◆ **WRITTEN PROBLEM**
Copy every line of the material, requests included, from its beginning through the line containing "point(114, 349)", inclusive. Multiply each coordinate in the answers by 0.4 and round to the nearest whole number, with halves rounded up; keep the requests and their format samples unchanged.

Location identification entries:
** Begin **

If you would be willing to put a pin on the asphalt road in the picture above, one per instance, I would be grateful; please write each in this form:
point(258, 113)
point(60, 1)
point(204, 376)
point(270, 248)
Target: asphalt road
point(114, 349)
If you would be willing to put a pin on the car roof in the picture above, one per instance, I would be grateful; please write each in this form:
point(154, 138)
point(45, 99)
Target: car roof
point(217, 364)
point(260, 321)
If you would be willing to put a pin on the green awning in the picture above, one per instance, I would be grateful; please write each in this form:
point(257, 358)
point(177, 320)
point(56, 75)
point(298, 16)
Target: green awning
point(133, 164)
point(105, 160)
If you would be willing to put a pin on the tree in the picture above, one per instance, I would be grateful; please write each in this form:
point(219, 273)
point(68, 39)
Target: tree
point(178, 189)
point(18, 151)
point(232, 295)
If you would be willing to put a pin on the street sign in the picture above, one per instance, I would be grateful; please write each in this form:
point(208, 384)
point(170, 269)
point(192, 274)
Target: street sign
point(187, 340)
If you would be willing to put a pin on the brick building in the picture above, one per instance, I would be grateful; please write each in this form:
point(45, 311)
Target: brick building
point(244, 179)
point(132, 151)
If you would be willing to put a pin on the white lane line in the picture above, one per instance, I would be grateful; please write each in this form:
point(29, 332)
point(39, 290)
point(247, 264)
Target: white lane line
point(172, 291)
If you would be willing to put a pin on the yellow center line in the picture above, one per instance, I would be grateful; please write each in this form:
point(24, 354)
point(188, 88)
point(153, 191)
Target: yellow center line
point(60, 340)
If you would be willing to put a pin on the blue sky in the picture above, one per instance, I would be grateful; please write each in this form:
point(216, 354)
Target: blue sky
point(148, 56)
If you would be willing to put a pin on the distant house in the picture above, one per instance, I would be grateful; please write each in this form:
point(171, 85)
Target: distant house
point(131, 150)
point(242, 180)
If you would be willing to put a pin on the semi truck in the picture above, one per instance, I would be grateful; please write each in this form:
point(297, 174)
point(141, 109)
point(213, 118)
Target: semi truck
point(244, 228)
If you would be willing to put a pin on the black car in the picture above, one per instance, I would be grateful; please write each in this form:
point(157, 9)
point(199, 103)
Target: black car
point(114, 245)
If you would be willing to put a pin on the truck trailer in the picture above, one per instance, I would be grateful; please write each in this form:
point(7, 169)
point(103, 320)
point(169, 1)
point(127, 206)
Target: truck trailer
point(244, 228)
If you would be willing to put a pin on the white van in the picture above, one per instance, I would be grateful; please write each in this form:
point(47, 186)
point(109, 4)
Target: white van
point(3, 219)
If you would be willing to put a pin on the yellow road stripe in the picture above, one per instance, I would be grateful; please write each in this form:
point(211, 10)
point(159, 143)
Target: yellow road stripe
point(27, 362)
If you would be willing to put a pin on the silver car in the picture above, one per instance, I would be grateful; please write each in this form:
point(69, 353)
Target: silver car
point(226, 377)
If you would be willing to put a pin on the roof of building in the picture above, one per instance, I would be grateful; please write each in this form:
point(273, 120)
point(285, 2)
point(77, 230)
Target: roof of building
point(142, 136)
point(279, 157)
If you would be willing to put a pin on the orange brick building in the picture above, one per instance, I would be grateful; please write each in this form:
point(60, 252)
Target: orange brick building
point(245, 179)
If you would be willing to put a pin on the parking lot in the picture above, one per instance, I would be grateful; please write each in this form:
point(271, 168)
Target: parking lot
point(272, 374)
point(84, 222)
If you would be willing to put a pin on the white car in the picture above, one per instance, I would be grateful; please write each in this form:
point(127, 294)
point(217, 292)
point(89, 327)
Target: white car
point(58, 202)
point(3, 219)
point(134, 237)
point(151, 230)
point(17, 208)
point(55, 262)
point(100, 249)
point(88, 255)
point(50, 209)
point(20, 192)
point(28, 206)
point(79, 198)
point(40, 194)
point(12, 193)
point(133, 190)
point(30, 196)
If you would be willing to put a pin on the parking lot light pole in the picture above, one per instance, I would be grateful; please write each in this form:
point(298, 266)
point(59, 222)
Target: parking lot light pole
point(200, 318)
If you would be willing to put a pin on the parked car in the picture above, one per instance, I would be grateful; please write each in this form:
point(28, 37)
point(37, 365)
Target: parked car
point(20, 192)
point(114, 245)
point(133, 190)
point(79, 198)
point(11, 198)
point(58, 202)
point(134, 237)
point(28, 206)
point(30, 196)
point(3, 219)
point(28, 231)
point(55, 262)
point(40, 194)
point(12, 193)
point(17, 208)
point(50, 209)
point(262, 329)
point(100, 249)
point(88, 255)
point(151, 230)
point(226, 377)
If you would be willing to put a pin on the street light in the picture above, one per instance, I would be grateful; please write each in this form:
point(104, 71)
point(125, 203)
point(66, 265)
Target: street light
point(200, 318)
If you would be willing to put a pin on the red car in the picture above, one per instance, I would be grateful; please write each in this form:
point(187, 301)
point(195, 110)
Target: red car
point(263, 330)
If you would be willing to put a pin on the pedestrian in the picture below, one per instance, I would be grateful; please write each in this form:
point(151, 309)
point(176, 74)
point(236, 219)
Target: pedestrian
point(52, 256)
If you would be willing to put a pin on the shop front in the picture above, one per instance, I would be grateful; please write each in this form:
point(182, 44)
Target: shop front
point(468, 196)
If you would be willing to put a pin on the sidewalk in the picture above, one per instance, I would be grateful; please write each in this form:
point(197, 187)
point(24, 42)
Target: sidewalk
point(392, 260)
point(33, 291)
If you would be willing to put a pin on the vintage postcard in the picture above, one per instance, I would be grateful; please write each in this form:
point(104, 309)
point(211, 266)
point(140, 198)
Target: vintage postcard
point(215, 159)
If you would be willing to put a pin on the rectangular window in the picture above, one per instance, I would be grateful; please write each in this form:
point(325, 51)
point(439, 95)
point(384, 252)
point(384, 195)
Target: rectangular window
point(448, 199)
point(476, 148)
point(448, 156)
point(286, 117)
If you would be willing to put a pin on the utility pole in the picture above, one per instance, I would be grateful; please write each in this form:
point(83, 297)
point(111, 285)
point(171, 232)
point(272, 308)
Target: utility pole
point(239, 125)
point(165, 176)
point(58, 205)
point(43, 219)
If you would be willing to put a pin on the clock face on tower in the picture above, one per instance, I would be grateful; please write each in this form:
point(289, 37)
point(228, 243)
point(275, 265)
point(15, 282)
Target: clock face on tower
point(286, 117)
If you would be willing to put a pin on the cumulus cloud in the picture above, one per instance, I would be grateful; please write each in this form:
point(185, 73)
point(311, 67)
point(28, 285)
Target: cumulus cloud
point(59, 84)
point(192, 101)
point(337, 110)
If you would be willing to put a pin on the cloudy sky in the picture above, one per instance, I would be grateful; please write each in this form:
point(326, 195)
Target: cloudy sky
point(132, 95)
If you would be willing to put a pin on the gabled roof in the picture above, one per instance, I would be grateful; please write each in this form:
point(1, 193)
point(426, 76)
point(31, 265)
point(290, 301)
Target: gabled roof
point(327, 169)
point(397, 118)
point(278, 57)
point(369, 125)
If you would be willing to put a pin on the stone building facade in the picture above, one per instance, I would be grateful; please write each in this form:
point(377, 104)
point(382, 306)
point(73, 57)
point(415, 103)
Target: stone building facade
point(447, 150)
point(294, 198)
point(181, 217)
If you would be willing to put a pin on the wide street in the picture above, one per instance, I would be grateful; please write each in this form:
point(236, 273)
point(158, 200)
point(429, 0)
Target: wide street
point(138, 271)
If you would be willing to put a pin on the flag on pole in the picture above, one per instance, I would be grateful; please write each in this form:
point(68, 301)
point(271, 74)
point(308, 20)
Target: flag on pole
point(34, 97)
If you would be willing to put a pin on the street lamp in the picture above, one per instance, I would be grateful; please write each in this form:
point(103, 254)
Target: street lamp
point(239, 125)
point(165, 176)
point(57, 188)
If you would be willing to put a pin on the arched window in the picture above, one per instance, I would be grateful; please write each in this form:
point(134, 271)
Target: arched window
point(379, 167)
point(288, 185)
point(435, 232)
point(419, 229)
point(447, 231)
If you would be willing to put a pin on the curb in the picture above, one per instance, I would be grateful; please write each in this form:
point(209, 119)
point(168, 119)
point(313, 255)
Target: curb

** End **

◆ **CORRECT ANSWER**
If you would be willing to put a pin on the asphalt road in the picture above, one per instance, I would be grateful; please write each in this form:
point(258, 113)
point(60, 1)
point(204, 376)
point(270, 248)
Target: asphalt road
point(46, 140)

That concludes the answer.